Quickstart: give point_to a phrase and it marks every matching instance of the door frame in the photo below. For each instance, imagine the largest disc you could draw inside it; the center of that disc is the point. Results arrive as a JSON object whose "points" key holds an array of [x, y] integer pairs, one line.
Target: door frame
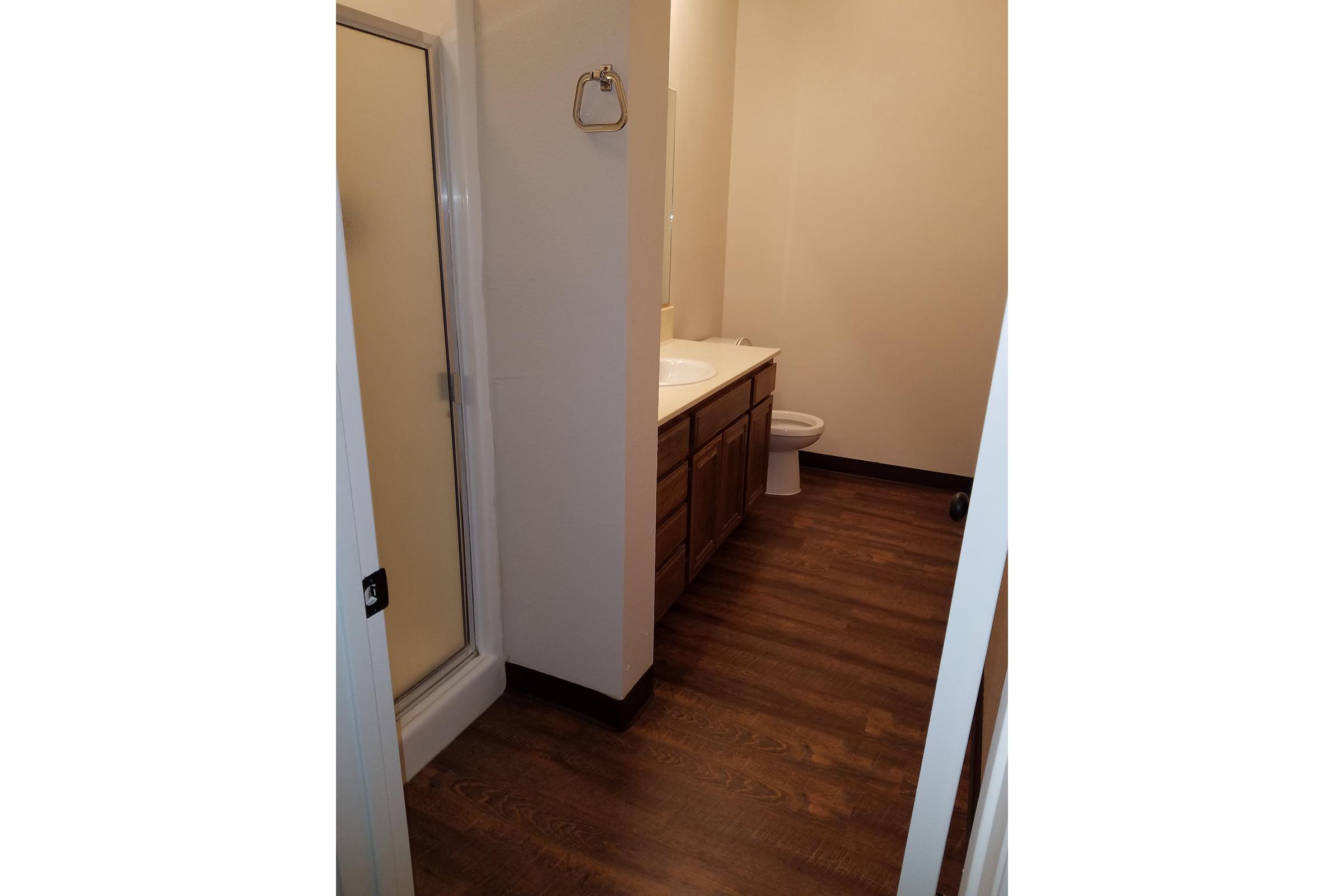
{"points": [[437, 710], [984, 551], [987, 853]]}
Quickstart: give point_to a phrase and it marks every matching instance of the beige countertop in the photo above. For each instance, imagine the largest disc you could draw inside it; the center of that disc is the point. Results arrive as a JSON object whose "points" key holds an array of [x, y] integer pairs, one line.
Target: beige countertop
{"points": [[730, 361]]}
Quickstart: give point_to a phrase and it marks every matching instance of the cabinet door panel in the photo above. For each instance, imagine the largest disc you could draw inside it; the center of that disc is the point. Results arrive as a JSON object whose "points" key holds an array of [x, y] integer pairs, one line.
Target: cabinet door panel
{"points": [[671, 493], [669, 582], [733, 477], [758, 452], [704, 504]]}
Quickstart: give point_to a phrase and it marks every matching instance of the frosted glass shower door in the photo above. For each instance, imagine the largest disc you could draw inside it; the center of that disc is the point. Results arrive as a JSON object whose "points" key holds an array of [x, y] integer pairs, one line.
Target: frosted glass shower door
{"points": [[386, 167]]}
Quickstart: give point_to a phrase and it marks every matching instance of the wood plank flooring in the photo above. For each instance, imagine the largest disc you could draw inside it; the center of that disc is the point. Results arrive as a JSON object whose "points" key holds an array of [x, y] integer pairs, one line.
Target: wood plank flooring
{"points": [[781, 749]]}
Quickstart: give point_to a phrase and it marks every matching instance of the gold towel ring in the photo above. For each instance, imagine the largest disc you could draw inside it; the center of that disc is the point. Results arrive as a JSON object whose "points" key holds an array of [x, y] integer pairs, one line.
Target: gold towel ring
{"points": [[605, 78]]}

+---+

WORK REQUIRED. Could you output all of the records exactly, without their pictures?

RESULT FOR THIS EXERCISE.
Quickstart: give point_to a phrase and it marks every matching instance of the door frame in the photo below. For each instance, imagine the largest disc you could draw inside it; the center of that disc is the point. Results arrive as a JSON object whose "points" key holds an array of [x, y] integer pairs, one line.
Target: door frame
{"points": [[437, 710], [984, 551], [987, 853]]}
Quickstart: give point_to a phrase and it marks every matching instance of the beige countertop in the photo above. For each instance, imagine the largest disc you could draw inside it; the center of that disc is the point. Results arrive as a JSON object whose "points" key holds an array of [x, y] integer pairs, one line.
Target: beige countertop
{"points": [[730, 361]]}
Quickstart: give point_to a phrase and it marks every matching instance of the cabinet door panel in the photo above. For each instance, imagine the largest disc you could draw inside it; the center of that disc is the point. Results arrive as a JSON object whose "points" key holds an array of [x, y] integer pairs, one line.
Target: cabinet door panel
{"points": [[671, 493], [669, 582], [733, 477], [758, 452], [704, 504]]}
Quickstart: give point_to a phrase and it marks every matching instance of the frosted glass shower door in the photo above. For each instance, imagine the largest disc you could draw inside it; the center of that disc is the point. Results arrive as a JSON object whose "points" key holds an array of [x, y] integer pairs, one line.
Target: frosted glass shower door
{"points": [[386, 167]]}
Quickstart: give point_to a phrase and it marks every matching instance of the wood plank flooring in the photo above. For each instance, imagine the largest disc you could draw inside it; the center of that disc is the point. Results arrive as a JSON object whose "points" key holds an array of [x, y] integer pairs, one line.
Target: wood plank flooring
{"points": [[781, 749]]}
Quickstart: give point_to a phrase and it marks every matching instance of the gold towel ring in the photo above. For each instance, imagine the largest disc you could draw inside it; the center of that disc is the point. Results arrive as a JSON object whose "points" key holds an array of [x, y] integer pairs, one line.
Target: gold towel ring
{"points": [[605, 78]]}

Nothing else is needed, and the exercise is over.